_Task goal_
Turn each line of the records below into an entry in a JSON list of strings, skipping any blank lines.

═══ Given data ═══

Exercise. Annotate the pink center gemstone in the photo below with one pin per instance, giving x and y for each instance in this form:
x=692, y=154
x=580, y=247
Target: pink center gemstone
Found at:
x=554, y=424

═══

_Exercise response_
[
  "Exercise. Annotate the pink center gemstone in the photo below with one pin per instance, giving x and y for each instance in this form:",
  "x=692, y=154",
  "x=580, y=247",
  "Target: pink center gemstone",
  "Found at:",
  "x=554, y=424"
]